EXCERPTED RECORDS ->
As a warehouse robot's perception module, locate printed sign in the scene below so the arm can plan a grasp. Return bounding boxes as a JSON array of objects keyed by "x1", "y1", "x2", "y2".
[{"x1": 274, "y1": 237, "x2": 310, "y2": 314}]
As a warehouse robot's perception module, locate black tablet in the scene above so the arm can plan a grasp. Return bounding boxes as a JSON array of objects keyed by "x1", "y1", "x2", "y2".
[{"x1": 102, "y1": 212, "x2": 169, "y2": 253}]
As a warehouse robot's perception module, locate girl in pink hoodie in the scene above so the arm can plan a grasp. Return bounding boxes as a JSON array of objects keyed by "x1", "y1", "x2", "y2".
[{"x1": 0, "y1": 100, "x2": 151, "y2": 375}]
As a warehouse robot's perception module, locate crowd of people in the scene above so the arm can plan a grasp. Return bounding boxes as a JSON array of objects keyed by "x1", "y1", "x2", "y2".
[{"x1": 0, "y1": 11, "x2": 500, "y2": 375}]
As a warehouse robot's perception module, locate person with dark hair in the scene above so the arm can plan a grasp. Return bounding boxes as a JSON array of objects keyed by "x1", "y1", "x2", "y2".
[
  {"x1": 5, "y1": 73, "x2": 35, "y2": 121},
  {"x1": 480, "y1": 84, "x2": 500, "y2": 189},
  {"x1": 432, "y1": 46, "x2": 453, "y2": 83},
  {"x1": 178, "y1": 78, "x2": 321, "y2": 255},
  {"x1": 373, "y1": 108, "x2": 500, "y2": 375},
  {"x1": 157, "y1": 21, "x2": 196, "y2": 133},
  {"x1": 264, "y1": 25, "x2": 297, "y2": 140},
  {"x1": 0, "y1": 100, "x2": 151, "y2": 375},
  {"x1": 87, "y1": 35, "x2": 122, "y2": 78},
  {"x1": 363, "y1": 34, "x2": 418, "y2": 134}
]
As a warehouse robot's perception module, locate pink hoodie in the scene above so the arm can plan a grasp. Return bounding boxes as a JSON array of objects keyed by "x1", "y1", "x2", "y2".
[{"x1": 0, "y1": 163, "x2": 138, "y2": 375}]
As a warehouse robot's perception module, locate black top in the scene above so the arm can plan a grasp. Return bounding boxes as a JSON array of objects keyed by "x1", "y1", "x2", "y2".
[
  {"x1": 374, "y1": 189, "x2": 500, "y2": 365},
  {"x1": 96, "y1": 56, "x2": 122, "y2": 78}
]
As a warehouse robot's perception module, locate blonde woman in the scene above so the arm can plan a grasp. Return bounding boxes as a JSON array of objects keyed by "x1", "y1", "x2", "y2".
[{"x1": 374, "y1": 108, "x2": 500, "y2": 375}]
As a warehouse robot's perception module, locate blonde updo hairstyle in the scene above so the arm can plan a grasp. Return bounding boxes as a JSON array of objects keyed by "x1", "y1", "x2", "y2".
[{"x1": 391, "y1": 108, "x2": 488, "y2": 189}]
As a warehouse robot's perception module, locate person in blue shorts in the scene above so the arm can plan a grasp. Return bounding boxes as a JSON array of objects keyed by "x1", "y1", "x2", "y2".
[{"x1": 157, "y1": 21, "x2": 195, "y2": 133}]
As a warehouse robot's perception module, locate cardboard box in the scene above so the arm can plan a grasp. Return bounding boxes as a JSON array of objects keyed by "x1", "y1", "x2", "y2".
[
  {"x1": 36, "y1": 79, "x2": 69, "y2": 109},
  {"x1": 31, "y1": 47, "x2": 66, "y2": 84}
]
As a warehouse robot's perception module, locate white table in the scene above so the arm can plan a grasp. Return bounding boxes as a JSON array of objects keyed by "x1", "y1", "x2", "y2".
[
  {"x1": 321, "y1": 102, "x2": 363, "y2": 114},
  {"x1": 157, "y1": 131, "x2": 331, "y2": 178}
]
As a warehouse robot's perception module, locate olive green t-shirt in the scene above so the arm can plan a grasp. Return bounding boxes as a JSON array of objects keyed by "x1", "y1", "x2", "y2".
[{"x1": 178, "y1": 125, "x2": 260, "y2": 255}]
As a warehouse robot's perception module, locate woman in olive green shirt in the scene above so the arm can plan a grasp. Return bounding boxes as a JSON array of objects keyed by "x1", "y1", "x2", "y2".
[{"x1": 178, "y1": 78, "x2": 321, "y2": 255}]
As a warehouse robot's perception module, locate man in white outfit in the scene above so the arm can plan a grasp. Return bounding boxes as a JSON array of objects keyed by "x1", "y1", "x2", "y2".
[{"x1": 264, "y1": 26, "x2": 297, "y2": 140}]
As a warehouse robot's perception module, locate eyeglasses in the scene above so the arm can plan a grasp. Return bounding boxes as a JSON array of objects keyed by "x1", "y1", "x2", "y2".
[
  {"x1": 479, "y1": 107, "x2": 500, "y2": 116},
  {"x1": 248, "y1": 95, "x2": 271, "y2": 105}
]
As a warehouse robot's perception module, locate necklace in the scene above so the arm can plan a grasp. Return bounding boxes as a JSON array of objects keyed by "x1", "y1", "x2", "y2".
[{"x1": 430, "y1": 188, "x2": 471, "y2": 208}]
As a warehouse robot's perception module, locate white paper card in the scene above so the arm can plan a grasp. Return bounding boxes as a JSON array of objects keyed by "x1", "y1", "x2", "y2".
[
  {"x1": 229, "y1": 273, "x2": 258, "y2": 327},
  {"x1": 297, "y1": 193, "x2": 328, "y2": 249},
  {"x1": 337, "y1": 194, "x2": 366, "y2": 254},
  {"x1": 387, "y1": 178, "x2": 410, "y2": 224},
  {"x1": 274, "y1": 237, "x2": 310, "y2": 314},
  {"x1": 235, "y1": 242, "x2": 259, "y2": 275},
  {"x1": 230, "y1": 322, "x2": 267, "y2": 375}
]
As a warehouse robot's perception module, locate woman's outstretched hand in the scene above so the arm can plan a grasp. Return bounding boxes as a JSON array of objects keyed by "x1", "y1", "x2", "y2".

STATED PROBLEM -> Count the lines in the data above that contain the string "olive", treating uppercase and lowercase as different, and reply with only that number.

FINAL ANSWER -> 2